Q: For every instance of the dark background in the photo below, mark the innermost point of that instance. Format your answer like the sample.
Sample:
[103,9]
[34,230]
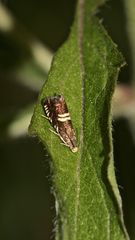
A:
[27,205]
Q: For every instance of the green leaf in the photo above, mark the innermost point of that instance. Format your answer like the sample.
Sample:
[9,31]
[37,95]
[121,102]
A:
[84,70]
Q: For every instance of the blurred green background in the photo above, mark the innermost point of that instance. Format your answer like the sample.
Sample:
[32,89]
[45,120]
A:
[30,31]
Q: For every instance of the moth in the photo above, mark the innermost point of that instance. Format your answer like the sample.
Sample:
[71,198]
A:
[56,111]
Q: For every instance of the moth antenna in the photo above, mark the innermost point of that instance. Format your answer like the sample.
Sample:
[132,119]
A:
[53,132]
[44,116]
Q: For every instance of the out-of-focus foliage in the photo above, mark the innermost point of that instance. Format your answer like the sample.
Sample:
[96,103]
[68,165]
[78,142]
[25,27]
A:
[31,31]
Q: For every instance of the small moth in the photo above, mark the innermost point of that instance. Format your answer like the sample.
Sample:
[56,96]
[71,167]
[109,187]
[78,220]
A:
[57,113]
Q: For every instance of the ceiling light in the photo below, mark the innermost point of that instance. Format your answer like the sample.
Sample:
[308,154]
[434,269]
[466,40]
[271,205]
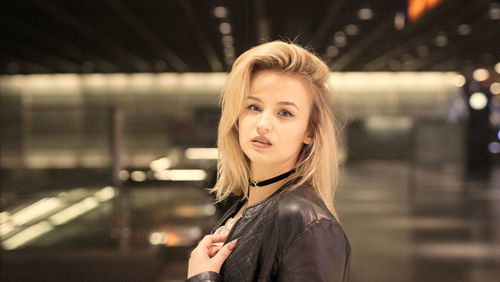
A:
[481,74]
[459,80]
[423,50]
[478,101]
[201,153]
[351,29]
[441,39]
[365,14]
[464,29]
[225,28]
[399,21]
[220,12]
[495,88]
[138,176]
[227,40]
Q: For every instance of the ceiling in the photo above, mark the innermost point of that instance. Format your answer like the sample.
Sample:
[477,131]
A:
[125,36]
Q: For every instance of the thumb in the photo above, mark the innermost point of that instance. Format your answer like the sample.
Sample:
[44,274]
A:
[223,253]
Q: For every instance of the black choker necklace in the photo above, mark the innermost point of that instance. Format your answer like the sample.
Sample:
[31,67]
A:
[271,180]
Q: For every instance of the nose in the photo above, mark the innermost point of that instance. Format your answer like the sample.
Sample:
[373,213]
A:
[264,123]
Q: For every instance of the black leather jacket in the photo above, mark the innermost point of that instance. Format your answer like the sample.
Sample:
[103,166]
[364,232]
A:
[290,236]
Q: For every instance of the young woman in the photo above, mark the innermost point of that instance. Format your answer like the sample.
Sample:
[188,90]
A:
[278,152]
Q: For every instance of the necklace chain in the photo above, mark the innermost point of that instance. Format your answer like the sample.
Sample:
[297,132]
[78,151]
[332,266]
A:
[271,180]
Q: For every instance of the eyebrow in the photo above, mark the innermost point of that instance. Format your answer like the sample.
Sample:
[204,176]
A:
[286,103]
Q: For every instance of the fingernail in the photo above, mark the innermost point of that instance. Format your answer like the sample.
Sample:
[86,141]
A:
[232,244]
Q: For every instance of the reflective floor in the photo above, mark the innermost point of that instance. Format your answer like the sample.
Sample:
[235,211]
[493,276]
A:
[404,224]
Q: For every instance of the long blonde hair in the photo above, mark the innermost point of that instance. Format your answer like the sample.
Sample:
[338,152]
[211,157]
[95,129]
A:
[317,162]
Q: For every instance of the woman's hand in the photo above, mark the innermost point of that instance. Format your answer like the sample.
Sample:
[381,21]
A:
[209,257]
——————
* Exercise prompt:
Repeat each record exactly as shown above, dropping all images.

* Expected answer:
Q: For every instance of the dark background in the photo below, mark the innermost point of that instance. Format your answer like the sample.
Sample:
[103,9]
[34,230]
A:
[27,205]
Q: For every instance of the green leaf in the photo above, mark the innermost point of that instance. Format your answer like the sample.
Sample:
[9,31]
[37,95]
[121,102]
A:
[84,70]
Q: For every instance of the blurred green background in the photo above, mark the innermost point of that instance. Format your answer like the sample.
Sample:
[32,89]
[45,120]
A:
[30,31]
Q: For every instance of the moth in the photo above, mark the innermost point of that instance. Format your answer like the sample.
Sample:
[71,198]
A:
[56,111]
Q: For every instance of the moth antenna in the photo above, mark the innermost point of that instance. Format your answer like the sample.
Sample:
[132,119]
A:
[53,132]
[44,116]
Q: For every instance of the out-of-focus foliage in the photo above, mark the innermost point of that instance. Format your answer like the sample.
Sample:
[96,103]
[68,165]
[78,142]
[25,27]
A:
[31,31]
Q: For every instance of the small moth in the photo above, mark the innermost point of that instance. Format your answer like the sample.
Sample:
[56,96]
[71,167]
[109,187]
[78,220]
A:
[57,113]
Q: For every instance of the ceiling light in the photo below, mark the innermost point of that instance. Format your answer like the sample.
Sample:
[308,154]
[434,269]
[466,40]
[271,205]
A:
[481,74]
[459,80]
[423,50]
[478,101]
[201,153]
[351,29]
[441,39]
[365,14]
[464,29]
[225,28]
[399,21]
[220,12]
[495,88]
[138,176]
[227,40]
Q: For every instance of the ceiling in the photo above, mark the innermost point of that instance. Format your answer like the sample.
Sample:
[477,131]
A:
[125,36]
Q: For every instance of the thumb in the photo above, mark the innermost point of that instance. Format your answer like the sample.
Sample:
[44,274]
A:
[223,253]
Q: For every instance of the black choker necklace in the photo above, mark the innermost point of that instance. Format your answer like the sample.
Sample:
[31,67]
A:
[271,180]
Q: For every instance of the nose in the photo above, mark the innermost point of that instance. Format your answer like the sample.
Sample:
[373,213]
A:
[264,123]
Q: For every instance of the black leather jacket in the photo above, mark the innermost point of that instance. Format your answer like the sample.
Sample:
[103,166]
[364,232]
A:
[290,236]
Q: For every instance of the young woman in the photo above, mark the innermost point of that instance. Format your answer like the sample.
Sample:
[188,90]
A:
[278,152]
Q: For every instance of the necklace chain in the photo above, mark the innermost point of that instance. Format your answer like the sample.
Sample:
[297,132]
[78,151]
[332,266]
A:
[271,180]
Q: For every instance of the eyebrow in the photo above, mark the innermost point of that instance. Format your answer like the sample.
Sample:
[204,176]
A:
[286,103]
Q: For every instance of the fingernail in the photo above, mark the innermost point of that instance. Format your answer like the sample.
Sample:
[86,141]
A:
[232,244]
Q: For every instance of the reflective floor in the photo above, mark the innermost point of that instance. Format your answer like the sample.
Sample:
[235,211]
[493,276]
A:
[404,224]
Q: For every instance of the long blonde hair in the photo above, mark the innermost point of that instance. Format your answer like the sample.
Sample:
[338,152]
[211,157]
[95,129]
A:
[317,162]
Q: For every instance of the woman's hand in the photo above, mark the innermost point of that instance. Format your answer like the sample.
Sample:
[381,21]
A:
[209,257]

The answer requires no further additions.